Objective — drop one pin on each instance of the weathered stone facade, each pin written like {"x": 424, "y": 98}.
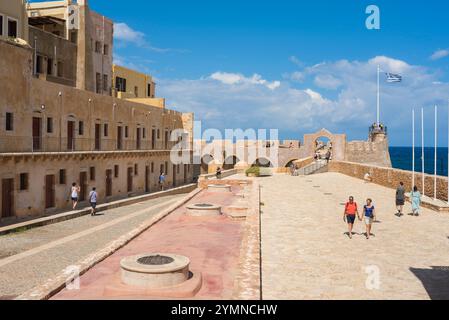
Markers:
{"x": 52, "y": 135}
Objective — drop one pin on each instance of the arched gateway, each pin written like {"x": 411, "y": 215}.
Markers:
{"x": 337, "y": 142}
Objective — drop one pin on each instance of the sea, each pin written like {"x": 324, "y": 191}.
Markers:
{"x": 401, "y": 158}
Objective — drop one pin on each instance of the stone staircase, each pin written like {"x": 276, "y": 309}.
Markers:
{"x": 315, "y": 167}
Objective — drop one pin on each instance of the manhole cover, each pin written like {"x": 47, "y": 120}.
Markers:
{"x": 155, "y": 260}
{"x": 204, "y": 205}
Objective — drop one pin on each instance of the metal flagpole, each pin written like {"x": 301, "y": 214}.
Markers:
{"x": 378, "y": 95}
{"x": 422, "y": 151}
{"x": 413, "y": 151}
{"x": 435, "y": 160}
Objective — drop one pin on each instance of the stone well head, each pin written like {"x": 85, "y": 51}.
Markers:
{"x": 155, "y": 270}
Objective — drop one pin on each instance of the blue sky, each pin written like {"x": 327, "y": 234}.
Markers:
{"x": 292, "y": 65}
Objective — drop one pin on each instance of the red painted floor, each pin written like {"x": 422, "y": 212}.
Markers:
{"x": 212, "y": 245}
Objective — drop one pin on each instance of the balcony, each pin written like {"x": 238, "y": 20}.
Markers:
{"x": 15, "y": 144}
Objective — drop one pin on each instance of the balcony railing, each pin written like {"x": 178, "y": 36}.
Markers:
{"x": 15, "y": 144}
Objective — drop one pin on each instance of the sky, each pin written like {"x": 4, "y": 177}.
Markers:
{"x": 296, "y": 66}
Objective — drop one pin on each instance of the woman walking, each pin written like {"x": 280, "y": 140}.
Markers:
{"x": 74, "y": 194}
{"x": 415, "y": 196}
{"x": 349, "y": 214}
{"x": 370, "y": 216}
{"x": 400, "y": 198}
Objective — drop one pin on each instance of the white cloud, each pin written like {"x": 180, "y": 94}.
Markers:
{"x": 237, "y": 78}
{"x": 296, "y": 61}
{"x": 123, "y": 32}
{"x": 232, "y": 100}
{"x": 327, "y": 81}
{"x": 439, "y": 54}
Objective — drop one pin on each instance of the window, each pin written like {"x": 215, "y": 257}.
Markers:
{"x": 9, "y": 121}
{"x": 50, "y": 66}
{"x": 62, "y": 176}
{"x": 49, "y": 125}
{"x": 92, "y": 173}
{"x": 98, "y": 83}
{"x": 120, "y": 84}
{"x": 12, "y": 28}
{"x": 39, "y": 64}
{"x": 105, "y": 82}
{"x": 106, "y": 130}
{"x": 60, "y": 69}
{"x": 23, "y": 181}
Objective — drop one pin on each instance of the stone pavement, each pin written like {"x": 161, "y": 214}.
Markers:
{"x": 32, "y": 257}
{"x": 306, "y": 255}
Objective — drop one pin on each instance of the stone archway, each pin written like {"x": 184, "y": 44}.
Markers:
{"x": 338, "y": 142}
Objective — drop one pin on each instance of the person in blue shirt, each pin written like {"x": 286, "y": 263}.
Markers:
{"x": 415, "y": 195}
{"x": 370, "y": 216}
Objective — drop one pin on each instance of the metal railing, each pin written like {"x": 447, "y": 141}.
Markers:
{"x": 313, "y": 167}
{"x": 19, "y": 144}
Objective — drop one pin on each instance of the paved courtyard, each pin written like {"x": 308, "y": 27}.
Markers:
{"x": 33, "y": 257}
{"x": 306, "y": 255}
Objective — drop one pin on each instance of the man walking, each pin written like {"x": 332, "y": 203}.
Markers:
{"x": 400, "y": 198}
{"x": 162, "y": 181}
{"x": 349, "y": 214}
{"x": 93, "y": 201}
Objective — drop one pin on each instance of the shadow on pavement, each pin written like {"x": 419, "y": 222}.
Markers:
{"x": 435, "y": 281}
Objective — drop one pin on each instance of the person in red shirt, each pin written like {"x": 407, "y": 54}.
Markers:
{"x": 349, "y": 214}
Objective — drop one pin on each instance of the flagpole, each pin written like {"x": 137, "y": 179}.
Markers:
{"x": 435, "y": 159}
{"x": 378, "y": 95}
{"x": 413, "y": 151}
{"x": 422, "y": 151}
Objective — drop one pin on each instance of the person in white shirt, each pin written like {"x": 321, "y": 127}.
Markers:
{"x": 93, "y": 195}
{"x": 74, "y": 194}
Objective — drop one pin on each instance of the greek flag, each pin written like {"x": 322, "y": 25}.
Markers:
{"x": 391, "y": 77}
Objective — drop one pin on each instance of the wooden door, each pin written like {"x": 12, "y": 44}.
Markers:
{"x": 97, "y": 136}
{"x": 119, "y": 137}
{"x": 108, "y": 183}
{"x": 153, "y": 139}
{"x": 174, "y": 175}
{"x": 147, "y": 179}
{"x": 37, "y": 134}
{"x": 130, "y": 179}
{"x": 70, "y": 135}
{"x": 7, "y": 198}
{"x": 49, "y": 191}
{"x": 83, "y": 186}
{"x": 138, "y": 138}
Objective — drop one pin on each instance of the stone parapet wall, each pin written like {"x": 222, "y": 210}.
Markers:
{"x": 389, "y": 177}
{"x": 373, "y": 153}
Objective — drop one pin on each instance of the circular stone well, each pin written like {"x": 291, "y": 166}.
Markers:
{"x": 155, "y": 270}
{"x": 203, "y": 209}
{"x": 219, "y": 188}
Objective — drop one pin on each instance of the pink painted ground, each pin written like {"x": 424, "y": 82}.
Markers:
{"x": 212, "y": 244}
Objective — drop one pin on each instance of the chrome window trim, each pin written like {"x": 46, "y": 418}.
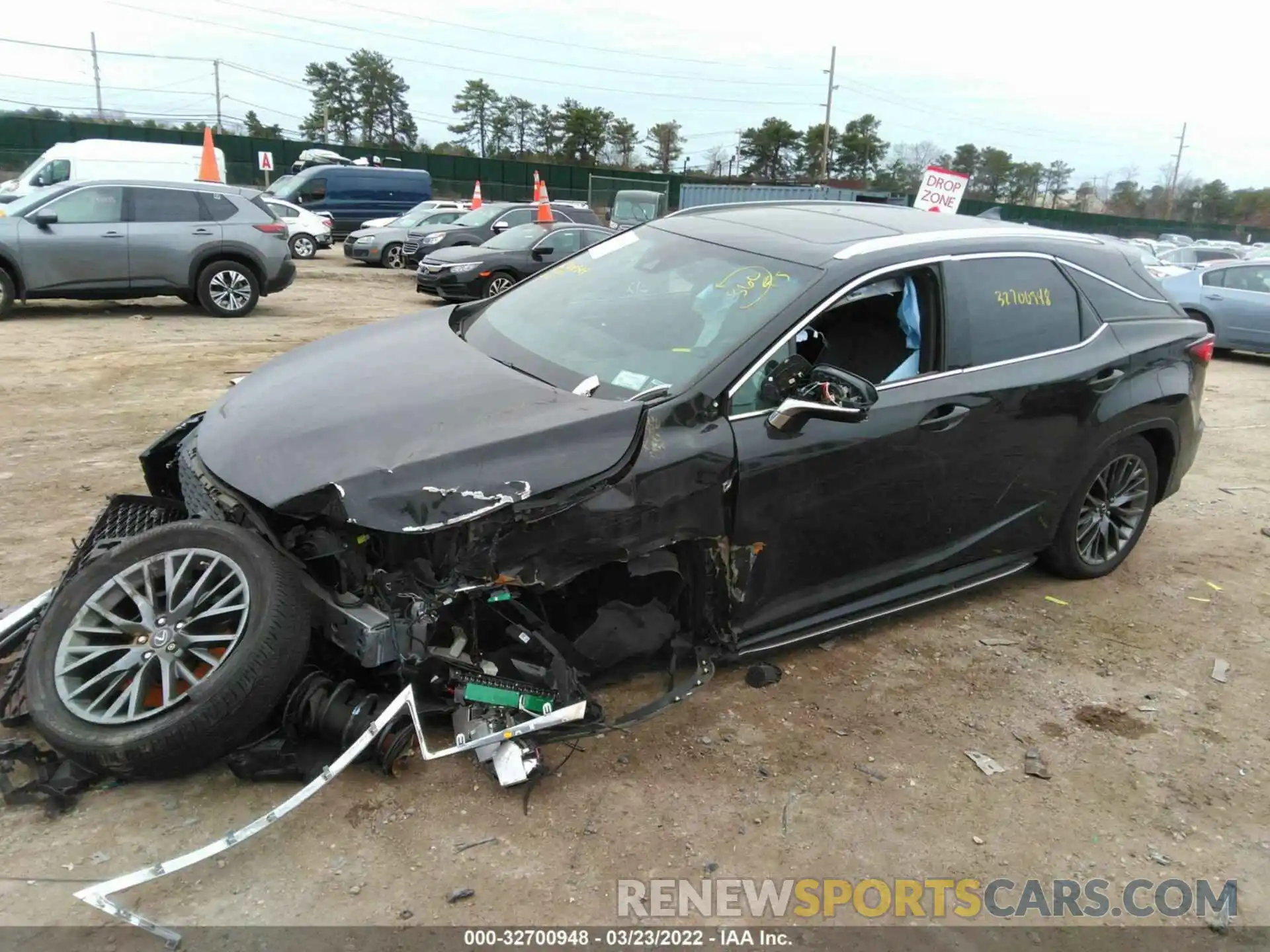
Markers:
{"x": 921, "y": 238}
{"x": 923, "y": 377}
{"x": 1108, "y": 281}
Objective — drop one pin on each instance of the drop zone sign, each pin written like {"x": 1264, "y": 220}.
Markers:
{"x": 941, "y": 190}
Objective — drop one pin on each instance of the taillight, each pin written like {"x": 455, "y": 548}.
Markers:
{"x": 1203, "y": 349}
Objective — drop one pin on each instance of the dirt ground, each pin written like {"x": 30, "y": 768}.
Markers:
{"x": 851, "y": 766}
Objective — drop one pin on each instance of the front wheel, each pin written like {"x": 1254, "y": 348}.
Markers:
{"x": 498, "y": 284}
{"x": 393, "y": 258}
{"x": 1108, "y": 514}
{"x": 228, "y": 290}
{"x": 304, "y": 247}
{"x": 169, "y": 651}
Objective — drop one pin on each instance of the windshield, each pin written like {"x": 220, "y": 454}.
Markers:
{"x": 1147, "y": 255}
{"x": 516, "y": 239}
{"x": 21, "y": 206}
{"x": 480, "y": 216}
{"x": 632, "y": 210}
{"x": 644, "y": 309}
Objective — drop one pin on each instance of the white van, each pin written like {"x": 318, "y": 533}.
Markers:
{"x": 110, "y": 159}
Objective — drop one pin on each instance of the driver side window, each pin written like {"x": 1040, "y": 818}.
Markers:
{"x": 882, "y": 332}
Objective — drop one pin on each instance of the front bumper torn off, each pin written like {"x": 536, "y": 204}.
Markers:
{"x": 101, "y": 894}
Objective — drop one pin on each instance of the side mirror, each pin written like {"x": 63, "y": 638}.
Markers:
{"x": 793, "y": 413}
{"x": 796, "y": 411}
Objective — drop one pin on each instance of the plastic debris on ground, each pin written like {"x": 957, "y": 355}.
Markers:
{"x": 1034, "y": 766}
{"x": 984, "y": 763}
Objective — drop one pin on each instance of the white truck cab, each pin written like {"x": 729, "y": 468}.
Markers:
{"x": 110, "y": 159}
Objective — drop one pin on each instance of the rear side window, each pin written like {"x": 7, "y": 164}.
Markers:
{"x": 1114, "y": 302}
{"x": 218, "y": 207}
{"x": 165, "y": 205}
{"x": 1013, "y": 307}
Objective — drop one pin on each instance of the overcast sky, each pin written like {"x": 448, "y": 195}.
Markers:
{"x": 1104, "y": 87}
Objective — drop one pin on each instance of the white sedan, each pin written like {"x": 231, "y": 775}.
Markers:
{"x": 306, "y": 231}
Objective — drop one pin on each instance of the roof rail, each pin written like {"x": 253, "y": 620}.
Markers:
{"x": 925, "y": 238}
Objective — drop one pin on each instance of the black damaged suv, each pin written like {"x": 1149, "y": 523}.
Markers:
{"x": 483, "y": 223}
{"x": 720, "y": 433}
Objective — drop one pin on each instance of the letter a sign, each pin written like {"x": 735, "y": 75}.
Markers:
{"x": 941, "y": 190}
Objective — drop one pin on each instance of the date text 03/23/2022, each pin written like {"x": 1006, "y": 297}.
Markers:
{"x": 727, "y": 937}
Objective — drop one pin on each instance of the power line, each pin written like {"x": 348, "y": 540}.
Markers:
{"x": 105, "y": 52}
{"x": 546, "y": 40}
{"x": 113, "y": 89}
{"x": 257, "y": 31}
{"x": 646, "y": 74}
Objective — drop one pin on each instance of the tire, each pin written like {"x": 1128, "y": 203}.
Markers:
{"x": 7, "y": 292}
{"x": 304, "y": 247}
{"x": 1075, "y": 554}
{"x": 177, "y": 730}
{"x": 497, "y": 284}
{"x": 229, "y": 282}
{"x": 392, "y": 257}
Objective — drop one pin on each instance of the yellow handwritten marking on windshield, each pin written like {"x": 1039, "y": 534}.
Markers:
{"x": 751, "y": 284}
{"x": 1039, "y": 298}
{"x": 568, "y": 268}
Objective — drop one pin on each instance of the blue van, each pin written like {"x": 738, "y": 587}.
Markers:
{"x": 353, "y": 193}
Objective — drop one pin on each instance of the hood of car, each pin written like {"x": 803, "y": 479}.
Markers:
{"x": 403, "y": 427}
{"x": 382, "y": 234}
{"x": 465, "y": 253}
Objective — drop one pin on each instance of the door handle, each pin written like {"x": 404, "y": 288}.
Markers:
{"x": 1107, "y": 380}
{"x": 944, "y": 418}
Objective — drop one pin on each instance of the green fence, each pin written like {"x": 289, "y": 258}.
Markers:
{"x": 23, "y": 139}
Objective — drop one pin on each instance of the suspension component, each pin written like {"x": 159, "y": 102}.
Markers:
{"x": 338, "y": 713}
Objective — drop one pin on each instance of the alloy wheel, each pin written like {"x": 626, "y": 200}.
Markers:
{"x": 230, "y": 291}
{"x": 150, "y": 634}
{"x": 1113, "y": 509}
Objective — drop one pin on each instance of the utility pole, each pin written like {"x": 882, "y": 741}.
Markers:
{"x": 828, "y": 107}
{"x": 97, "y": 77}
{"x": 216, "y": 71}
{"x": 1177, "y": 165}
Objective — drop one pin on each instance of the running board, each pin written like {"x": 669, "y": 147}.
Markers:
{"x": 851, "y": 621}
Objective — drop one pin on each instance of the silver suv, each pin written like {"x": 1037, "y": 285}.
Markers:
{"x": 214, "y": 245}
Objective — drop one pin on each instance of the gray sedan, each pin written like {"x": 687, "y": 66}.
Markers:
{"x": 382, "y": 245}
{"x": 1232, "y": 299}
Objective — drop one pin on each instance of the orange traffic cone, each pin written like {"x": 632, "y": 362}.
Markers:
{"x": 207, "y": 168}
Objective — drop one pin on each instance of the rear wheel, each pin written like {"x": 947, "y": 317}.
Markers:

● Activity
Take each line of the material that contains the word "stone" and list it.

● Task result
Objective — drop one pin on each instance of the weathered stone facade, each pin written like {"x": 424, "y": 98}.
Objective — drop one pin on each instance of the stone staircase, each pin written like {"x": 276, "y": 309}.
Objective — drop one pin on each instance of the stone well head, each pin written like {"x": 85, "y": 51}.
Objective — drop one pin on each instance of the stone pavement, each pin written like {"x": 161, "y": 214}.
Objective — drop one pin on each instance of the stone archway, each pin written like {"x": 184, "y": 44}.
Objective — drop one pin on each instance of the stone parapet wall, each pin written like {"x": 222, "y": 210}.
Objective — drop one pin on each instance of the circular stone well, each pin written like {"x": 291, "y": 166}.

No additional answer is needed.